Information provided
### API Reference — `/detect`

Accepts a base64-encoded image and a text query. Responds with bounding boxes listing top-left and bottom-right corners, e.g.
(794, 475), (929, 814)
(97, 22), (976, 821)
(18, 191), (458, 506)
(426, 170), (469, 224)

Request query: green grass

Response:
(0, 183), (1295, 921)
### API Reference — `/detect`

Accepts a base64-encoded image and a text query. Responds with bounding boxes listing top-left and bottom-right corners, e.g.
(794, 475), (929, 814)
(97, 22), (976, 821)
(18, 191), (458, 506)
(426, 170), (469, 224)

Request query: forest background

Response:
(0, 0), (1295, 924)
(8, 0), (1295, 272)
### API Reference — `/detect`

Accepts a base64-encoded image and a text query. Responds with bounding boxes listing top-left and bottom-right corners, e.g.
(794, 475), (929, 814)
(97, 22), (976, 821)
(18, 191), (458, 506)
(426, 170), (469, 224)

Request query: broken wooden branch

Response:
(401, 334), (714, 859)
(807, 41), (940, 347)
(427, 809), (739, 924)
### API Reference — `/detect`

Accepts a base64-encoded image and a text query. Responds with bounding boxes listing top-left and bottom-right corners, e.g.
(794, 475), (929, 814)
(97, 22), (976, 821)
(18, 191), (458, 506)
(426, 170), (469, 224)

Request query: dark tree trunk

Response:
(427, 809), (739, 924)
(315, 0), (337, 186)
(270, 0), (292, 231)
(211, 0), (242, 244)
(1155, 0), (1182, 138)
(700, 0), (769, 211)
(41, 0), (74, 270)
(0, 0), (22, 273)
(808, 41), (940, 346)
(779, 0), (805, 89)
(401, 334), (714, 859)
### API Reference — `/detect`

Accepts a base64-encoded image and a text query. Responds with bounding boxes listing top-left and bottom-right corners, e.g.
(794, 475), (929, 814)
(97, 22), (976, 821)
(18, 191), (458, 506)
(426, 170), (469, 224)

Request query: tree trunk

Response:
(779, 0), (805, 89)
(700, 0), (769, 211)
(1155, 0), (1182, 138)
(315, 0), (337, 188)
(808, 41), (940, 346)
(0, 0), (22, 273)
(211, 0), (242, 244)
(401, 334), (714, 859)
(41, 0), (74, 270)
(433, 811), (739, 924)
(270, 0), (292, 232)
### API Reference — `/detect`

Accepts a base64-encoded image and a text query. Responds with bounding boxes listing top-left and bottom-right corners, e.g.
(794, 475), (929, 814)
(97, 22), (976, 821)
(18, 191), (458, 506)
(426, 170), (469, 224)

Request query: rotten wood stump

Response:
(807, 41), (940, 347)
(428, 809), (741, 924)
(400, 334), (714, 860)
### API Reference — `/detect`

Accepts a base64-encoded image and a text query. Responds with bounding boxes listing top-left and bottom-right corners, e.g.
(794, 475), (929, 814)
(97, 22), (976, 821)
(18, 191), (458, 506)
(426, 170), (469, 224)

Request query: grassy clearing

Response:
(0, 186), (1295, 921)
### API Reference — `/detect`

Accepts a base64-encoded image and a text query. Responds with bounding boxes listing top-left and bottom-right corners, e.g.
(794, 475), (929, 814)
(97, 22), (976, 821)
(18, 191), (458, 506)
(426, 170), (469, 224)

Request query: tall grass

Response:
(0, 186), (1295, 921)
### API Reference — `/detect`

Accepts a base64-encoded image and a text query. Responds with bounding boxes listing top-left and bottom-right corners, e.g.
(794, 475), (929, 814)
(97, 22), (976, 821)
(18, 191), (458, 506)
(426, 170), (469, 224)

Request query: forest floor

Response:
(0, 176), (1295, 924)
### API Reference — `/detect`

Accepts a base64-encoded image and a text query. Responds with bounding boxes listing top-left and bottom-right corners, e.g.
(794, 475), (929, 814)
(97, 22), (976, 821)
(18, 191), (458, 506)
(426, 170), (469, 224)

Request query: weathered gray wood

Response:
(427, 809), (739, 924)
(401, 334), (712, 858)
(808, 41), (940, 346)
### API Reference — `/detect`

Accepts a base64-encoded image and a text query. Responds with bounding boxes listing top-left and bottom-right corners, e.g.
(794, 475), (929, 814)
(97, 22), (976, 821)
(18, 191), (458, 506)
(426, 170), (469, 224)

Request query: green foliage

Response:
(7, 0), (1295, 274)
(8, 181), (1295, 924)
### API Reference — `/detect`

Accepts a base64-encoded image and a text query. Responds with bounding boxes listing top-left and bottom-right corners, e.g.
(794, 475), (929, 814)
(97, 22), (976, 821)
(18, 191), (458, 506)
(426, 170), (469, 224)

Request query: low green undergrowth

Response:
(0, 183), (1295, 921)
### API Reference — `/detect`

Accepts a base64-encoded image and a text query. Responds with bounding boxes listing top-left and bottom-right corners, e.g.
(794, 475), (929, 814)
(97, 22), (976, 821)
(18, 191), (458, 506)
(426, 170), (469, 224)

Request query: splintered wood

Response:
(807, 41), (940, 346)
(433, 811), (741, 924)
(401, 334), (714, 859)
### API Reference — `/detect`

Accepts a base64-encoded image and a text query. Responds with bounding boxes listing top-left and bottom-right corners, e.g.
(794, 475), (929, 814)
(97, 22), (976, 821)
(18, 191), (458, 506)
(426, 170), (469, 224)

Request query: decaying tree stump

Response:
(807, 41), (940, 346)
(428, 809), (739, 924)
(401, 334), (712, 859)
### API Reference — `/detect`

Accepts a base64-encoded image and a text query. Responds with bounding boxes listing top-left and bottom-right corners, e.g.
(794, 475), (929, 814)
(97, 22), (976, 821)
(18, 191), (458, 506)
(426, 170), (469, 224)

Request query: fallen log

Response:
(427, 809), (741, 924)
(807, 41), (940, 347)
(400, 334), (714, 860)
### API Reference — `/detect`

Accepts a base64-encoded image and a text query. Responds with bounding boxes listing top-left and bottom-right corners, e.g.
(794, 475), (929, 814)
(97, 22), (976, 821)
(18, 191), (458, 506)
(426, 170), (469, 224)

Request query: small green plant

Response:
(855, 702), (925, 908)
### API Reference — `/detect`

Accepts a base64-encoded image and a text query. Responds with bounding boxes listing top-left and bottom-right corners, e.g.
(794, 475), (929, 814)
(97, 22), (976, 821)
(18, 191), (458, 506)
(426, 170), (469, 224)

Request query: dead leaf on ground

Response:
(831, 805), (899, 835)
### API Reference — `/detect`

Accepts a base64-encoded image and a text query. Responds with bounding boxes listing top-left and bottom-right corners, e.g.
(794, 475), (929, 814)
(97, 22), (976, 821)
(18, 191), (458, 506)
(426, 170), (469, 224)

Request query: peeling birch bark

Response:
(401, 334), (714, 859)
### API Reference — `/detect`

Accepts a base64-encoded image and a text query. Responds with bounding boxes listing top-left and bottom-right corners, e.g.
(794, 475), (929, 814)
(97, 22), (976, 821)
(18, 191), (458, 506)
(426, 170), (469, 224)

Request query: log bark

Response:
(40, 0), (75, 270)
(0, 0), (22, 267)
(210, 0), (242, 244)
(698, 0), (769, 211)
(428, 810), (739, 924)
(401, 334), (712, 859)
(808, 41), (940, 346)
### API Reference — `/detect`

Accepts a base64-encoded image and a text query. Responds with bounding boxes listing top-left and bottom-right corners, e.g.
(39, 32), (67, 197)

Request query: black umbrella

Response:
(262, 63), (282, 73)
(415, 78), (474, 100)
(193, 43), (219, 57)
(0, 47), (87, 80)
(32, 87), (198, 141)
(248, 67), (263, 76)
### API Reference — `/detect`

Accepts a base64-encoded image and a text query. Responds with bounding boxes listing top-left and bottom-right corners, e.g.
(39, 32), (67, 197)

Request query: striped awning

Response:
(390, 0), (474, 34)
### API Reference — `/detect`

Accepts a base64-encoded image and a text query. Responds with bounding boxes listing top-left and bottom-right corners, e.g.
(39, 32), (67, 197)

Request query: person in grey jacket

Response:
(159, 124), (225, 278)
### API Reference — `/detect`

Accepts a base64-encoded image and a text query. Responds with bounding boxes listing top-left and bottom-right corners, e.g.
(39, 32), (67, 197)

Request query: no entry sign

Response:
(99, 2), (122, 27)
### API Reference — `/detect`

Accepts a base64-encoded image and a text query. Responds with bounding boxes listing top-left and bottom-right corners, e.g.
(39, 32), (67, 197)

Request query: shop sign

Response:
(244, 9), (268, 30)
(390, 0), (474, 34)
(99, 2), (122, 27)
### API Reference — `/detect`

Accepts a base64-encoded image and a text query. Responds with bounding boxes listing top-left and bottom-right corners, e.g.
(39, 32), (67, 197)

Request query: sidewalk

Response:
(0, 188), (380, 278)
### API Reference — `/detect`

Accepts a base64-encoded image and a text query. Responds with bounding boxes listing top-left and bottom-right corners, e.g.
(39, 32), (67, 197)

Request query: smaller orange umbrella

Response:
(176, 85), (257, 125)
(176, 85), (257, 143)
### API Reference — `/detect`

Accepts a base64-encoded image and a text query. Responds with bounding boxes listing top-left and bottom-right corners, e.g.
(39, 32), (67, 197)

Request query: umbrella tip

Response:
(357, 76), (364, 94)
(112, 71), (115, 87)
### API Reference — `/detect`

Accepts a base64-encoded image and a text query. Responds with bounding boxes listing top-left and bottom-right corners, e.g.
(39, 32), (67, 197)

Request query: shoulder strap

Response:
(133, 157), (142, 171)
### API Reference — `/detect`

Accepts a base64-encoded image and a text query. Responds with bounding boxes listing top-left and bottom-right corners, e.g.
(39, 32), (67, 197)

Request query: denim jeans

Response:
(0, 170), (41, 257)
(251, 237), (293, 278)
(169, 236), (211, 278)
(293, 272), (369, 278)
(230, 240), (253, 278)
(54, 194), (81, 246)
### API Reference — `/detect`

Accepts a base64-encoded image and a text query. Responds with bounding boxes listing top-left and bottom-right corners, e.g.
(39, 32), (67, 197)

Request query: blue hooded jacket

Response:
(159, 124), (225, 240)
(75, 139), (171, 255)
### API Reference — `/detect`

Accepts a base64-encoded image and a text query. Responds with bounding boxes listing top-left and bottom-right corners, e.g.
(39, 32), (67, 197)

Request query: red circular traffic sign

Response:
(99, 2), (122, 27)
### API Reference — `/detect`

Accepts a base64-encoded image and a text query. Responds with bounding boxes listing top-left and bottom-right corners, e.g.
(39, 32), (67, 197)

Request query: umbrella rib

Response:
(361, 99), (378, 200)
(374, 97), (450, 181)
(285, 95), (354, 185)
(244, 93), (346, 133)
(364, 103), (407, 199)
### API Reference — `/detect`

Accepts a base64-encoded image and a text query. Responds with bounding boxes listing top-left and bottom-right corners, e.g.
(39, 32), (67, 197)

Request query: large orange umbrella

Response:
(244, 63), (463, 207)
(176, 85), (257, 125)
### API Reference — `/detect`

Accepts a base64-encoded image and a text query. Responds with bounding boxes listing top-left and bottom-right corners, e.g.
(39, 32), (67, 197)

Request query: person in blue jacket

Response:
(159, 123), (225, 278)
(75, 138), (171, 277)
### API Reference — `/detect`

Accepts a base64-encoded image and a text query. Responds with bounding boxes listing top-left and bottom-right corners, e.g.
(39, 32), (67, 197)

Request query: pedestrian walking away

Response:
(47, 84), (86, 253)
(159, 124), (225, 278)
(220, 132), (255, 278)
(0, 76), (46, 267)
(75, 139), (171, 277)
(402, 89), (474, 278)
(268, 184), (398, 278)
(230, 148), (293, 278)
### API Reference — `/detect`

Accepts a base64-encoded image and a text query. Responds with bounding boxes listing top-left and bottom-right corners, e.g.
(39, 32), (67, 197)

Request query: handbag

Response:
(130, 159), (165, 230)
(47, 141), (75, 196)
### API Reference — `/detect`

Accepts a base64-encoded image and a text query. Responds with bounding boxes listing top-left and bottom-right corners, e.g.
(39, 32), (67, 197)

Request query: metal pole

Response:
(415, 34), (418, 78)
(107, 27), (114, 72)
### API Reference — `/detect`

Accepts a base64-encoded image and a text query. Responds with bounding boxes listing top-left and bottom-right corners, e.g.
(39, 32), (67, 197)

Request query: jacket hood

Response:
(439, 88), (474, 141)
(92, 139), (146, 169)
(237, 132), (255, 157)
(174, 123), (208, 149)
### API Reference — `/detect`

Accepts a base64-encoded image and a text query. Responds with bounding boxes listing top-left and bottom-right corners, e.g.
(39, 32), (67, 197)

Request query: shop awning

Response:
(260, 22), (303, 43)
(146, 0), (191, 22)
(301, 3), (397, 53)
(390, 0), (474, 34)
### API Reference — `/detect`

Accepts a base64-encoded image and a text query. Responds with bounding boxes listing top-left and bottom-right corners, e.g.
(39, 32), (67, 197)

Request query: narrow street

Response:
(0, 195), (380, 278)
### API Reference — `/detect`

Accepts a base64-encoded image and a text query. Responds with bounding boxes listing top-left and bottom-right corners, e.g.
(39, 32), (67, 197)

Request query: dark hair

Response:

What the task requires
Rescale the data from its start up to and including the line with "(270, 0), (292, 232)", reproducing every line. Multiply each bounding-box coordinate after "Response:" by 0.5 and round to whole numbers, halves up, leaving all other numbers, including the sample corners, unchanged.

Output
### API Reference — `/detect`

Accepts a base64-encoded image and a text query. Responds with bounding boxes listing top-left and bottom-right corners, e.g.
(794, 475), (929, 814)
(97, 22), (976, 821)
(18, 191), (458, 506)
(426, 170), (469, 224)

Request query: green grass

Response:
(0, 92), (648, 461)
### API Reference — `/detect`

Accepts a base64-encoded image and a text query. Responds with bounding boxes listing top-left and bottom-right corners, e.g.
(794, 475), (929, 814)
(97, 22), (976, 821)
(18, 191), (458, 506)
(426, 170), (469, 224)

Request query: forest background

Response:
(0, 0), (648, 462)
(4, 0), (648, 136)
### API Reference — `/detect`

Accepts a base64-encoded image and a text query. Responds with bounding boxes listing top-left and bottom-right corners, e.g.
(794, 475), (929, 814)
(97, 22), (976, 821)
(18, 191), (458, 506)
(426, 170), (469, 224)

Request query: broken wooden branch

Response:
(201, 167), (357, 430)
(404, 21), (470, 174)
(214, 405), (370, 462)
### API Reference — `/detect`

Accepts a base64-encoded image and a text query. Responds with bounding boxes listing top-left and bottom-right corners, e.g.
(794, 475), (929, 814)
(97, 22), (976, 821)
(18, 191), (458, 506)
(426, 170), (469, 224)

Request query: dark tree trunk

Response:
(214, 405), (370, 462)
(158, 0), (169, 93)
(135, 0), (146, 116)
(106, 0), (121, 122)
(578, 0), (591, 69)
(350, 0), (385, 106)
(21, 0), (37, 135)
(0, 0), (11, 137)
(404, 21), (470, 173)
(390, 0), (403, 45)
(201, 167), (357, 430)
### API Reference — `/detect`

Accepts a base64-encoded image and a text query. Responds with bounding boxes listing top-left and bottom-right corners, e.g.
(794, 475), (929, 814)
(97, 22), (976, 821)
(18, 191), (458, 506)
(426, 170), (469, 224)

Request query: tree trunk

Response:
(390, 0), (403, 45)
(350, 0), (385, 106)
(578, 0), (591, 69)
(158, 0), (169, 94)
(404, 21), (470, 173)
(0, 0), (11, 137)
(106, 0), (121, 122)
(201, 167), (357, 430)
(21, 0), (37, 135)
(217, 406), (370, 462)
(135, 0), (146, 116)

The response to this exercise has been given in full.